**Text for analysis:**
About This Project

Polyethylene terephthalate (PET) microplastics have been detected in human blood and tissues, and linked to inflammation, hormone disruption, and metabolic dysfunction. We hypothesize that engineered PETase and MHETase enzymes will effectively degrade PET microplastics under physiologically relevant conditions without producing harmful byproducts. This validation study is the first step toward developing the first FDA-approved therapeutic to safely remove microplastics from our bodies.

Ask the Scientists

What is the context of this research?

**Task set:**
1) Can you write out the microplastics project text from "Polyethylene terephthalate (PET)" up to and including "of this research?", replacing "enzymes" with "proteins"?
2) Answer these questions about the microplastics project text:
(a) What health problems have PET microplastics been linked to?
(b) Which engineered enzymes does the hypothesis say will degrade PET microplastics?
(c) What heading follows the project description?

**Dataset excerpts:**
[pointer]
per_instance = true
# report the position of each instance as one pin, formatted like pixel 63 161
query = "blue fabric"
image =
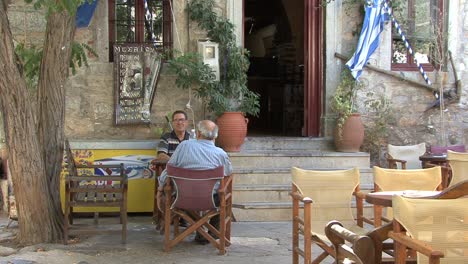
pixel 198 154
pixel 85 13
pixel 369 39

**Results:**
1)
Polyethylene terephthalate (PET) microplastics have been detected in human blood and tissues, and linked to inflammation, hormone disruption, and metabolic dysfunction. We hypothesize that engineered PETase and MHETase proteins will effectively degrade PET microplastics under physiologically relevant conditions without producing harmful byproducts. This validation study is the first step toward developing the first FDA-approved therapeutic to safely remove microplastics from our bodies.

Ask the Scientists

What is the context of this research?

2)
(a) Inflammation, hormone disruption, and metabolic dysfunction.
(b) PETase and MHETase.
(c) Ask the Scientists.